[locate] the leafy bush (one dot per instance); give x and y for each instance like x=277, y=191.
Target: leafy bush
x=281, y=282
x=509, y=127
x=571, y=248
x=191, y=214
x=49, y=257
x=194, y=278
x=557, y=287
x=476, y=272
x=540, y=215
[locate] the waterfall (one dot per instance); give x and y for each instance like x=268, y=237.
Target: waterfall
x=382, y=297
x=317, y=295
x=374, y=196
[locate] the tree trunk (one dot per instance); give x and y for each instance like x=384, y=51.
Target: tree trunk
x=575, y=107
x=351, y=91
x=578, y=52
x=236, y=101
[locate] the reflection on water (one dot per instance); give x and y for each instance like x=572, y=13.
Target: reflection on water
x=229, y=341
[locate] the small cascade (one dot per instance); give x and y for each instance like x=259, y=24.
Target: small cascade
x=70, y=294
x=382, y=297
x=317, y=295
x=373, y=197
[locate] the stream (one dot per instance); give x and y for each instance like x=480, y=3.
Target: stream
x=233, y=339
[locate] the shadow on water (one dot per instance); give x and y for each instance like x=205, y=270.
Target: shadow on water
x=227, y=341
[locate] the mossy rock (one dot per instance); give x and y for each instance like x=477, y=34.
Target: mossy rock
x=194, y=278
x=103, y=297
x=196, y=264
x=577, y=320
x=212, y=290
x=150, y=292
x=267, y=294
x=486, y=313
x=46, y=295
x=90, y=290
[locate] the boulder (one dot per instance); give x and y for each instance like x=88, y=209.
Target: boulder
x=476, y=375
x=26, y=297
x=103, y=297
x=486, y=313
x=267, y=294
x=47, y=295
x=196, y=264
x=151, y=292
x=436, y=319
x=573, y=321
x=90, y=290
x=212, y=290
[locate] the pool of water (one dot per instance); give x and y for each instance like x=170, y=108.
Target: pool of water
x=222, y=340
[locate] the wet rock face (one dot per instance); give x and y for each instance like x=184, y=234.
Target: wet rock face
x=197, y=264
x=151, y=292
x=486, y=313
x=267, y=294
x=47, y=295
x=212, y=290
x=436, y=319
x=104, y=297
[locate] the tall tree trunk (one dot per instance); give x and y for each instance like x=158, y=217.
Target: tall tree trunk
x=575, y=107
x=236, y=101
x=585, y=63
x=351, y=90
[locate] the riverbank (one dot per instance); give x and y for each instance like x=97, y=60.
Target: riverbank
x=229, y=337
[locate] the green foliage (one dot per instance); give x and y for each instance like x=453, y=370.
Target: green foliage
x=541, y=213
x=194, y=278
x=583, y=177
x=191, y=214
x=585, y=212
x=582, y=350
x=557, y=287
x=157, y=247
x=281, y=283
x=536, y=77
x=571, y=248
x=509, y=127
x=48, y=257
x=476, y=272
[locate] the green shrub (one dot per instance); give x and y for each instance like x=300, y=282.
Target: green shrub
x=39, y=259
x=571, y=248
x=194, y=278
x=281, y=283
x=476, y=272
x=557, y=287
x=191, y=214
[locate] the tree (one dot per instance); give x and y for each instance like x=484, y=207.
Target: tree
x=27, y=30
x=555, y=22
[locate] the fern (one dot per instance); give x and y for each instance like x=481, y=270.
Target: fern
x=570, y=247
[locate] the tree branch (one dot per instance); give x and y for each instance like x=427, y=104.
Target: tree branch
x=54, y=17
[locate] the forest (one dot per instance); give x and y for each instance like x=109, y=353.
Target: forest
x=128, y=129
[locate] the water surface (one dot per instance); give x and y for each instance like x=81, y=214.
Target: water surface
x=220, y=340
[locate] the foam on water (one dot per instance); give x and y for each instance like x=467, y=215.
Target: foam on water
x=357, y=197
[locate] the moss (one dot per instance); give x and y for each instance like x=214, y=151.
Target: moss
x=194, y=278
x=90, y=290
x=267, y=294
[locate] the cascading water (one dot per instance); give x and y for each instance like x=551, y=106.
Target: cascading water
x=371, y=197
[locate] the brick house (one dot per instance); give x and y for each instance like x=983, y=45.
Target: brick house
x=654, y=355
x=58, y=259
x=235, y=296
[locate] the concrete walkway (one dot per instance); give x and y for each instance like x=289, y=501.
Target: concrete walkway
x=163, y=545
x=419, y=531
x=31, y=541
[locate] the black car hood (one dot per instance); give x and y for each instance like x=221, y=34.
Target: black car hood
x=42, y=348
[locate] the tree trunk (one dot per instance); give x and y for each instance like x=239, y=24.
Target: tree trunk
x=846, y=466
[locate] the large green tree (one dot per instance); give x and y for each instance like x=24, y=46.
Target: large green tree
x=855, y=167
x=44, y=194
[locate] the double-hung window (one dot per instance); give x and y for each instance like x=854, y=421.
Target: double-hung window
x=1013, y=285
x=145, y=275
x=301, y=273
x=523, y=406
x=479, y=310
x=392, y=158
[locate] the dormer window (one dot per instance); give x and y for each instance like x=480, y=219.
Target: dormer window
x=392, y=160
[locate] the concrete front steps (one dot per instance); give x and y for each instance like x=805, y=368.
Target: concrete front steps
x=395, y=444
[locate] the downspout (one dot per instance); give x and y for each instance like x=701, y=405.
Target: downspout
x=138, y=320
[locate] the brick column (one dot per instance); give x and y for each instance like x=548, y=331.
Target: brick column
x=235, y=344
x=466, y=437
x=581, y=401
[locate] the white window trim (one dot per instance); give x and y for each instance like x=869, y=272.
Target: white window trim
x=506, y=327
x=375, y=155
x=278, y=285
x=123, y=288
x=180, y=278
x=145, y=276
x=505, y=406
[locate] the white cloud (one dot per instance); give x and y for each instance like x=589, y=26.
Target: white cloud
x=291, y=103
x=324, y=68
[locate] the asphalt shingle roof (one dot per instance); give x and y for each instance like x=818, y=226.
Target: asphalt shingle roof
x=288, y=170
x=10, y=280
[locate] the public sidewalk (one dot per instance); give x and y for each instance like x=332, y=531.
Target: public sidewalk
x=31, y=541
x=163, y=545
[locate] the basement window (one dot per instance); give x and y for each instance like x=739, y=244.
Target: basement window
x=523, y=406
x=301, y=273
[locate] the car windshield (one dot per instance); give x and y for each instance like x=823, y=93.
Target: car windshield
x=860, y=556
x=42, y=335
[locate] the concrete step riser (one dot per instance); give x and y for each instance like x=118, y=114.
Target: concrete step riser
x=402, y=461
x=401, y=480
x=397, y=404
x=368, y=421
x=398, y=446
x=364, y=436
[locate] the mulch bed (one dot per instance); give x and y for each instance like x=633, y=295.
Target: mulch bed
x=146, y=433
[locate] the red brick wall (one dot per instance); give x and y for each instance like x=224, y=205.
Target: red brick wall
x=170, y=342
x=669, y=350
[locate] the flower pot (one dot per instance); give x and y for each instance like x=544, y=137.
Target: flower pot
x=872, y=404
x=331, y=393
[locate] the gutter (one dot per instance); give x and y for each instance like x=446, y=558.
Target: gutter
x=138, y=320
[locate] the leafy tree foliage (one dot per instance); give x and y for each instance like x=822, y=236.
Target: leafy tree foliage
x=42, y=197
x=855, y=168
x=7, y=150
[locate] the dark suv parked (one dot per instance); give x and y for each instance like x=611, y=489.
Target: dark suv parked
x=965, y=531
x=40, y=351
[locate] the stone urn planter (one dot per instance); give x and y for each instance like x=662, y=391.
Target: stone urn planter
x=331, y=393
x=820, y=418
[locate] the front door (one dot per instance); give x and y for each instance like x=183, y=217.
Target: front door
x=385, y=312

Given task. Rewrite all the rows above as a Markdown table with the columns No. and Line, giving each non-blank line its own number and skipping blank lines.

Correct output.
| No. | Line |
|---|---|
| 1 | [locate] the leafy bush (one dot per instance); give x and y for each instance like x=277, y=191. |
| 2 | Target: leafy bush |
| 3 | x=281, y=282 |
| 4 | x=509, y=127 |
| 5 | x=571, y=248 |
| 6 | x=191, y=214 |
| 7 | x=49, y=257 |
| 8 | x=194, y=278 |
| 9 | x=557, y=287 |
| 10 | x=476, y=272 |
| 11 | x=540, y=215 |
| 12 | [locate] the waterfall (one dot per instance); give x and y for each instance like x=268, y=237. |
| 13 | Target: waterfall |
| 14 | x=382, y=297 |
| 15 | x=317, y=295 |
| 16 | x=374, y=196 |
| 17 | [locate] the tree trunk (one dot per instance); give x and y for each instance like x=384, y=51. |
| 18 | Target: tree trunk |
| 19 | x=575, y=107 |
| 20 | x=351, y=91 |
| 21 | x=578, y=52 |
| 22 | x=236, y=101 |
| 23 | [locate] the reflection on water (one dot per instance); give x and y for each instance like x=572, y=13. |
| 24 | Target: reflection on water |
| 25 | x=229, y=341 |
| 26 | [locate] the small cascade (one dot per instance); give x and y for each instance like x=259, y=24. |
| 27 | Target: small cascade |
| 28 | x=70, y=294 |
| 29 | x=382, y=297 |
| 30 | x=317, y=295 |
| 31 | x=373, y=197 |
| 32 | [locate] the stream (one dot per instance); give x and y for each instance like x=480, y=3. |
| 33 | Target: stream |
| 34 | x=233, y=339 |
| 35 | [locate] the shadow on water (one dot per instance); give x and y for each instance like x=205, y=270. |
| 36 | Target: shadow on water |
| 37 | x=227, y=341 |
| 38 | [locate] the mossy rock (one dot per instance); give x and y for each instance like x=477, y=34. |
| 39 | Target: mossy rock |
| 40 | x=194, y=278 |
| 41 | x=103, y=297 |
| 42 | x=196, y=264 |
| 43 | x=577, y=320 |
| 44 | x=212, y=290 |
| 45 | x=150, y=292 |
| 46 | x=267, y=294 |
| 47 | x=486, y=313 |
| 48 | x=46, y=295 |
| 49 | x=90, y=290 |
| 50 | [locate] the boulder (one dot per instance); give x and y for each instance like x=88, y=209. |
| 51 | Target: boulder |
| 52 | x=476, y=375 |
| 53 | x=26, y=297 |
| 54 | x=103, y=297 |
| 55 | x=486, y=313 |
| 56 | x=267, y=294 |
| 57 | x=47, y=295 |
| 58 | x=196, y=264 |
| 59 | x=151, y=292 |
| 60 | x=436, y=319 |
| 61 | x=573, y=321 |
| 62 | x=90, y=290 |
| 63 | x=212, y=290 |
| 64 | [locate] the pool of water (one dot per instance); give x and y for each instance like x=170, y=108. |
| 65 | Target: pool of water |
| 66 | x=222, y=340 |
| 67 | [locate] the wet rock face (one dot per instance); give x and y for each instance like x=184, y=234. |
| 68 | Target: wet rock face |
| 69 | x=197, y=264 |
| 70 | x=151, y=292 |
| 71 | x=486, y=313 |
| 72 | x=267, y=294 |
| 73 | x=47, y=295 |
| 74 | x=212, y=290 |
| 75 | x=436, y=319 |
| 76 | x=104, y=297 |
| 77 | [locate] the tall tree trunk (one dot per instance); give x and y for each instance like x=158, y=217. |
| 78 | Target: tall tree trunk |
| 79 | x=575, y=107 |
| 80 | x=236, y=101 |
| 81 | x=585, y=63 |
| 82 | x=351, y=90 |
| 83 | [locate] the riverbank (one dot per instance); give x and y for each instance like x=97, y=60. |
| 84 | Target: riverbank |
| 85 | x=229, y=337 |
| 86 | [locate] the green foliage (one dot per instance); give x and y for each instance like x=453, y=370. |
| 87 | Target: green foliage |
| 88 | x=541, y=213 |
| 89 | x=194, y=278 |
| 90 | x=583, y=177 |
| 91 | x=191, y=214 |
| 92 | x=585, y=212 |
| 93 | x=582, y=350 |
| 94 | x=557, y=287 |
| 95 | x=157, y=247 |
| 96 | x=281, y=283 |
| 97 | x=536, y=77 |
| 98 | x=571, y=248 |
| 99 | x=509, y=127 |
| 100 | x=48, y=257 |
| 101 | x=476, y=272 |
| 102 | [locate] the green shrub (one dot per instance); give x and y for each instance like x=300, y=282. |
| 103 | Target: green shrub |
| 104 | x=39, y=259 |
| 105 | x=571, y=248 |
| 106 | x=194, y=278 |
| 107 | x=281, y=283 |
| 108 | x=476, y=272 |
| 109 | x=557, y=287 |
| 110 | x=191, y=214 |
| 111 | [locate] the tree (one dot per instance); give x and y for each instance like x=484, y=207. |
| 112 | Target: tree |
| 113 | x=27, y=30 |
| 114 | x=555, y=22 |
| 115 | [locate] the fern (one dot per instance); give x and y for each instance like x=481, y=270. |
| 116 | Target: fern |
| 117 | x=570, y=247 |
| 118 | [locate] the tree branch (one dot per instance); give x and y for each instance like x=427, y=104. |
| 119 | Target: tree branch |
| 120 | x=54, y=17 |
| 121 | [locate] the forest (one dot per instance); give x and y for each instance like x=109, y=353. |
| 122 | Target: forest |
| 123 | x=128, y=129 |
| 124 | [locate] the water surface (one dot per instance); give x and y for each instance like x=81, y=214. |
| 125 | Target: water surface |
| 126 | x=220, y=340 |
| 127 | [locate] the foam on water (one dot per instance); give x and y for each instance like x=467, y=215. |
| 128 | Target: foam on water |
| 129 | x=357, y=197 |
| 130 | [locate] the moss (one dot per instance); give x and y for each instance like x=214, y=151. |
| 131 | Target: moss |
| 132 | x=194, y=278 |
| 133 | x=90, y=290 |
| 134 | x=267, y=294 |
| 135 | [locate] the cascading water (one dot per instance); give x and y for each instance like x=551, y=106. |
| 136 | Target: cascading water |
| 137 | x=371, y=197 |
| 138 | [locate] the brick house (one dot per instance); give x and y for each instance like x=983, y=45. |
| 139 | Target: brick house |
| 140 | x=654, y=355 |
| 141 | x=58, y=259 |
| 142 | x=235, y=296 |
| 143 | [locate] the concrete walkway (one dot per instance); give x and y for each instance like x=289, y=501. |
| 144 | Target: concrete walkway |
| 145 | x=163, y=545 |
| 146 | x=419, y=531 |
| 147 | x=31, y=541 |
| 148 | [locate] the black car hood (one dot per instance); give x and y for each instance like x=221, y=34. |
| 149 | Target: black car hood |
| 150 | x=42, y=348 |
| 151 | [locate] the tree trunk (one dot per instance); give x and y for each instance like x=239, y=24. |
| 152 | Target: tree trunk |
| 153 | x=846, y=466 |
| 154 | [locate] the large green tree (one dot per instance); give x and y for each instance like x=24, y=46. |
| 155 | Target: large green tree |
| 156 | x=855, y=167 |
| 157 | x=44, y=194 |
| 158 | [locate] the double-hung window (one dot per instance); give x and y for each instance like x=854, y=421. |
| 159 | Target: double-hung window |
| 160 | x=1013, y=285 |
| 161 | x=145, y=275 |
| 162 | x=301, y=273 |
| 163 | x=523, y=406 |
| 164 | x=479, y=310 |
| 165 | x=392, y=158 |
| 166 | [locate] the dormer window (one dot per instance); give x and y for each instance like x=480, y=219. |
| 167 | Target: dormer window |
| 168 | x=392, y=160 |
| 169 | [locate] the concrete front steps (one dot per instance); give x and y for each instance like x=805, y=368. |
| 170 | Target: concrete front steps |
| 171 | x=395, y=444 |
| 172 | [locate] the downspout (one dot per instance); give x and y for each instance like x=701, y=405. |
| 173 | Target: downspout |
| 174 | x=138, y=320 |
| 175 | [locate] the brick column (one dot per instance); give x and y for each instance like x=548, y=331. |
| 176 | Target: brick column |
| 177 | x=235, y=344 |
| 178 | x=466, y=437 |
| 179 | x=581, y=401 |
| 180 | [locate] the white window trim (one dot per instance); give x and y for each instance like x=869, y=272. |
| 181 | Target: white window trim |
| 182 | x=506, y=327 |
| 183 | x=375, y=155 |
| 184 | x=278, y=285 |
| 185 | x=123, y=288 |
| 186 | x=180, y=278 |
| 187 | x=145, y=276 |
| 188 | x=505, y=406 |
| 189 | [locate] the white cloud (one dot per instance); give x and y for each instance like x=589, y=26. |
| 190 | Target: white cloud |
| 191 | x=291, y=103 |
| 192 | x=324, y=68 |
| 193 | [locate] the asphalt shingle roof (one dot per instance); give x and y for each instance like x=818, y=226. |
| 194 | Target: asphalt shingle roof |
| 195 | x=288, y=170 |
| 196 | x=10, y=280 |
| 197 | [locate] the public sidewalk (one dot per instance); give x and y for each instance like x=332, y=531. |
| 198 | Target: public sidewalk |
| 199 | x=31, y=541 |
| 200 | x=163, y=545 |
| 201 | [locate] the basement window (one dot per instance); give x and y for each instance like x=739, y=244. |
| 202 | Target: basement window |
| 203 | x=523, y=406 |
| 204 | x=301, y=273 |
| 205 | [locate] the car windshield (one dot per instance); give x and y for each instance like x=823, y=93. |
| 206 | Target: car windshield |
| 207 | x=860, y=556 |
| 208 | x=42, y=335 |
| 209 | [locate] the concrete step riser (one dot per instance); give x and y for each instance like x=118, y=114. |
| 210 | Target: concrete step riser |
| 211 | x=402, y=461 |
| 212 | x=401, y=480 |
| 213 | x=397, y=404 |
| 214 | x=368, y=421 |
| 215 | x=398, y=446 |
| 216 | x=364, y=436 |
| 217 | [locate] the mulch bed (one dot per instance); give x and y for each instance like x=633, y=295. |
| 218 | Target: mulch bed |
| 219 | x=146, y=433 |
| 220 | [locate] the red brick wall (one dot per instance); give x and y for each instance like x=224, y=205. |
| 221 | Target: red brick wall |
| 222 | x=170, y=342 |
| 223 | x=669, y=350 |
| 224 | [locate] the flower pot (one dot per instance); give x and y for each instance like x=544, y=137. |
| 225 | Target: flower pot |
| 226 | x=872, y=404 |
| 227 | x=331, y=393 |
| 228 | [locate] the gutter (one dot per instance); give x and y for each instance like x=446, y=558. |
| 229 | Target: gutter |
| 230 | x=138, y=320 |
| 231 | [locate] the leafy tree foliage (one dot per instance); give x and y for each instance like x=822, y=236. |
| 232 | Target: leafy tree foliage |
| 233 | x=42, y=197 |
| 234 | x=855, y=168 |
| 235 | x=7, y=150 |
| 236 | [locate] the dark suv parked (one dot per instance); give x and y for each instance like x=611, y=489. |
| 237 | Target: dark suv parked |
| 238 | x=965, y=531 |
| 239 | x=40, y=351 |
| 240 | [locate] the stone urn planter (one dot per instance); give x and y for each instance like x=662, y=391. |
| 241 | Target: stone urn planter |
| 242 | x=331, y=393 |
| 243 | x=820, y=418 |
| 244 | [locate] the front door (one dot per instance); give x and y for each instance like x=183, y=217. |
| 245 | Target: front door |
| 246 | x=385, y=312 |